What the exercise asks ->
Word for word, reproduce the data that follows.

━━ Supplied data ━━

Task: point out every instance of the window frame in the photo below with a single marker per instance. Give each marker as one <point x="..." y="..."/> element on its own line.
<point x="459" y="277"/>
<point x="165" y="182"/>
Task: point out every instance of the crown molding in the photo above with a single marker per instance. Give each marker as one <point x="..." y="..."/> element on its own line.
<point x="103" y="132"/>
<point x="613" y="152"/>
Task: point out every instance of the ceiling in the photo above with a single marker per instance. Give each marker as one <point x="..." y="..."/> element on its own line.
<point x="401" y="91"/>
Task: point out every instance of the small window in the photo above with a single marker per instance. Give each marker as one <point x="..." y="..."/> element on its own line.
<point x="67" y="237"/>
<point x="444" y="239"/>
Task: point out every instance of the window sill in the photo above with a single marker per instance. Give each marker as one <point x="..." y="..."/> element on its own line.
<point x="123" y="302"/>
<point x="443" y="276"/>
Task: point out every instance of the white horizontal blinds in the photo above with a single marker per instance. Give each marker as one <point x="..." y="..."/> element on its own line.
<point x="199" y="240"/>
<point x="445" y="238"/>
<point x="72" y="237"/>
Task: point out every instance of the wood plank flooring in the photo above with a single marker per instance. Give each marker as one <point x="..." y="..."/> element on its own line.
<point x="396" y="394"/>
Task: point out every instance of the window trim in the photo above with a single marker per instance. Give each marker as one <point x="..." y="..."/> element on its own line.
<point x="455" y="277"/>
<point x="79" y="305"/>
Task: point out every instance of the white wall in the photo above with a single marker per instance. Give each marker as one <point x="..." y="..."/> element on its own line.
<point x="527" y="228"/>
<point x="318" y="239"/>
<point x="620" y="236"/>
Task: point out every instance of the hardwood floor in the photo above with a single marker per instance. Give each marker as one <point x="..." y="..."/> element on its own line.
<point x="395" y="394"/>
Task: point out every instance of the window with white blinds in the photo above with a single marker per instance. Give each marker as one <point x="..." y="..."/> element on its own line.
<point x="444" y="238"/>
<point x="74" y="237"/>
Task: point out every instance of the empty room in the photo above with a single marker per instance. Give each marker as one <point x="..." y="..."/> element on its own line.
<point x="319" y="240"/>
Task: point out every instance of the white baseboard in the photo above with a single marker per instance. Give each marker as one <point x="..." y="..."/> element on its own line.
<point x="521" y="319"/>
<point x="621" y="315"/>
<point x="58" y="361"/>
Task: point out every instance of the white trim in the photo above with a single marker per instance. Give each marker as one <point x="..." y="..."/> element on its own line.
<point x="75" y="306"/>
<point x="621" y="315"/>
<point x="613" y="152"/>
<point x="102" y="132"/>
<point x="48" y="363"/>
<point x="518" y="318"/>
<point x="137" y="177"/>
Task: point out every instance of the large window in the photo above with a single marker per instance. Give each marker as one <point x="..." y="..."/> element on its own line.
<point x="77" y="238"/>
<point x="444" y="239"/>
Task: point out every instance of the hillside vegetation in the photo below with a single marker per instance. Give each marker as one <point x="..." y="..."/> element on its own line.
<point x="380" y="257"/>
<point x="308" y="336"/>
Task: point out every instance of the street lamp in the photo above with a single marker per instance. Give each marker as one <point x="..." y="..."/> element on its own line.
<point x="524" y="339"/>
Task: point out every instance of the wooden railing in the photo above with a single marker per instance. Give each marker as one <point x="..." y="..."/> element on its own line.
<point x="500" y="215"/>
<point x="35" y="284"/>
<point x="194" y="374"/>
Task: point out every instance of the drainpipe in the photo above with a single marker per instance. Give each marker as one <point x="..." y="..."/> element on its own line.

━━━

Result for this task ->
Task: point out every instance of the window frame in the photo below with a single marker per instance. Give each marker as one <point x="..." y="..."/> element on its own line.
<point x="459" y="277"/>
<point x="165" y="182"/>
Task: point out every instance of the crown molding in the photo above with a single marker per instance. Give each marker as one <point x="..." y="..."/> element on its own line.
<point x="103" y="132"/>
<point x="613" y="152"/>
Task: point out every instance of the ceiling in the photo above with a single marker per instance. Give each marker as one <point x="..." y="..."/> element on its own line.
<point x="401" y="91"/>
Task: point out every instance of the small window in the photo above with a single marker per instance. Give each marker as one <point x="..." y="..."/> element on its own line.
<point x="67" y="237"/>
<point x="444" y="239"/>
Task: point out every instance of the window sill in the photo above with a single marker per instance. Give each marker as one <point x="..." y="..."/> element on its own line.
<point x="123" y="302"/>
<point x="443" y="276"/>
Task: point out every instance of the white horizontal blinds in the photo above with a single marker per instance. Give each marker as one <point x="..." y="..."/> element on its own line.
<point x="199" y="240"/>
<point x="445" y="238"/>
<point x="72" y="237"/>
Task: point out every instance of the wood plank flooring in the photo above with a single marker per instance. Give each marker as one <point x="..." y="..."/> element on its own line.
<point x="396" y="394"/>
Task: point out every instance of the window trim in the photo above with a single marker per instance. Give each marker as one <point x="..." y="..."/> element on its own line.
<point x="455" y="277"/>
<point x="79" y="305"/>
Task: point out every instance of the white wall in the photo above with a single marker per instance. Give each marker as one <point x="..." y="..."/> element on its own line.
<point x="527" y="228"/>
<point x="318" y="239"/>
<point x="620" y="236"/>
Task: point out every instance of the hardwood floor in the photo above with a single marker per instance. Give each marker as one <point x="..." y="..."/> element on its own line.
<point x="395" y="394"/>
Task: point out every instance of the window with white blinds in the photo above with a single marker per instance. Give each marker as one <point x="..." y="..."/> element on its own line.
<point x="444" y="238"/>
<point x="74" y="237"/>
Task: point out every instance of the empty room in the photo above with a single marker per instance. Give each marker as one <point x="..." y="..."/> element on its own line.
<point x="319" y="240"/>
Task: point out every instance of the white baseboard in the photo above with a single marker per instance. Give each marker as one <point x="..." y="..."/> element on its own line.
<point x="521" y="319"/>
<point x="621" y="315"/>
<point x="58" y="361"/>
Task: point out every instance of the white trim in the photo above with a single marker per instance. Give each marker as one <point x="..." y="..."/> element on its own line.
<point x="75" y="306"/>
<point x="621" y="315"/>
<point x="613" y="152"/>
<point x="102" y="132"/>
<point x="48" y="363"/>
<point x="518" y="318"/>
<point x="137" y="177"/>
Task: point out every instance of the large window in the photo above with a single marker per instance. Give each marker as one <point x="..." y="..."/> element on its own line.
<point x="77" y="238"/>
<point x="444" y="239"/>
Task: point out every instance of the hillside vegetation in the photo below with a single marker per instance. Give each marker as one <point x="..." y="..."/> element on its own line.
<point x="380" y="257"/>
<point x="308" y="336"/>
Task: point out every instance of the street lamp in the photo above with a single marker per instance. Give each marker as one <point x="..." y="..."/> element on its own line.
<point x="524" y="339"/>
Task: point out every instance of the wooden railing in the photo above with a single marker per instance. Give each marker as one <point x="..." y="..."/> element on its own line.
<point x="500" y="215"/>
<point x="35" y="284"/>
<point x="194" y="374"/>
Task: point out every instance of the drainpipe in the photo above with a single marker per instance. Give each marker as one <point x="..." y="..."/> element on its own line.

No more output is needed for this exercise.